[Excerpts of pointing data]
"""

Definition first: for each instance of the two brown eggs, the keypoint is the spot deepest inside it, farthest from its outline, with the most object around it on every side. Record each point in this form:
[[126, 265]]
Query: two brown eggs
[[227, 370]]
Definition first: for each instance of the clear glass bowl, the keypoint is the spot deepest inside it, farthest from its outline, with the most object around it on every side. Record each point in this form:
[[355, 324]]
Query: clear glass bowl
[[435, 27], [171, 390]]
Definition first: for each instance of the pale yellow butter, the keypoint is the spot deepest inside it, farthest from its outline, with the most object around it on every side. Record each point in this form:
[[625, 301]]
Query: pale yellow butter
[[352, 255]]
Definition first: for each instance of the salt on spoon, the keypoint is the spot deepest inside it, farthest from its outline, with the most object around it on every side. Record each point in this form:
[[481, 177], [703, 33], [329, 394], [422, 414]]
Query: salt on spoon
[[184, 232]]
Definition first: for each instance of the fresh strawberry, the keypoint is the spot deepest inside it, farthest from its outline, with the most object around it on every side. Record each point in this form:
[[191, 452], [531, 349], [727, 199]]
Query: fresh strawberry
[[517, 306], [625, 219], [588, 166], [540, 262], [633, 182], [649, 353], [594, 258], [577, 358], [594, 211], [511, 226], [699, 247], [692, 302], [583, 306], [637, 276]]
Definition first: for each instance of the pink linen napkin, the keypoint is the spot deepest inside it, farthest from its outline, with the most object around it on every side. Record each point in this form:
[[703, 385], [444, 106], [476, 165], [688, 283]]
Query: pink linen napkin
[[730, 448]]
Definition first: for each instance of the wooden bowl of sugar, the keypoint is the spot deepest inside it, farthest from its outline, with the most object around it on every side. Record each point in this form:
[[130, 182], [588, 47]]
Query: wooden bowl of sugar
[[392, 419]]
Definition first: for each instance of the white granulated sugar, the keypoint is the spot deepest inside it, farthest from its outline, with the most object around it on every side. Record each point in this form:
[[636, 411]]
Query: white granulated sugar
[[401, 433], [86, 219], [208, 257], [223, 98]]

"""

_Aim of the task_
Output every line of the records above as a Markdown table with two columns, No. and Line. Number the rows in order and leave out blank lines.

_Solved exercise_
| No. | Line |
|---|---|
| 1 | Definition first: for each instance of the two brown eggs, the keypoint is the spot deepest inside it, farthest from its outline, with the most object around it on every side. Record each point in this form: |
| 2 | [[126, 265]] |
| 3 | Query: two brown eggs |
| 4 | [[227, 370]] |
| 5 | Definition first: for each instance of the clear glass bowl, the keypoint is the spot deepest inside it, farthest from its outline, with the most object around it on every side. Record each point in this form: |
| 6 | [[355, 324]] |
| 7 | Query: clear glass bowl |
| 8 | [[435, 27], [171, 390]] |
| 9 | Definition first: for each instance of the pale yellow butter, the keypoint is the spot deepest inside it, farthest from its outline, with the most object around it on every side. Record each point in this form: |
| 10 | [[625, 301]] |
| 11 | Query: pale yellow butter |
| 12 | [[352, 255]] |
| 13 | Definition first: for each instance of the salt on spoon, the keypoint is the spot deepest inside it, farthest from its outline, with the most object around it on every side. Record each point in this form: |
| 14 | [[481, 177], [703, 33], [329, 394], [422, 414]] |
| 15 | Query: salt on spoon |
| 16 | [[184, 232]] |
| 17 | Definition first: for each instance of the fresh strawberry, the keypoint is the spot deepest inside it, farthest from its outline, with the most object around it on every side. Record each point in this form: |
| 18 | [[191, 452], [531, 349], [727, 199]] |
| 19 | Query: fresh strawberry |
| 20 | [[517, 306], [625, 219], [588, 166], [540, 262], [633, 182], [649, 353], [594, 258], [577, 358], [594, 211], [511, 226], [699, 247], [692, 302], [583, 306], [637, 276]] |
| 21 | Definition first: for each instance of the pink linen napkin, the keypoint is the spot deepest inside it, farthest from its outline, with the most object around it on every side. Record each point in this form: |
| 22 | [[703, 385], [444, 106], [476, 165], [688, 283]] |
| 23 | Query: pink linen napkin |
| 24 | [[730, 448]] |
| 25 | Definition first: for each instance of the wooden bowl of sugar, the keypoint is the spot deepest inside it, farthest from its outline, with the most object around it on every side. Record each point in this form: |
| 26 | [[130, 182], [588, 47]] |
| 27 | Query: wooden bowl of sugar |
| 28 | [[392, 419]] |
| 29 | Definition first: for each instance of the white granulated sugar, the keypoint is the spot deepest inside it, farthest from its outline, with the most object around it on every side. Record each point in this form: |
| 30 | [[636, 411]] |
| 31 | Query: white granulated sugar |
| 32 | [[401, 433], [86, 219], [208, 257], [223, 98]] |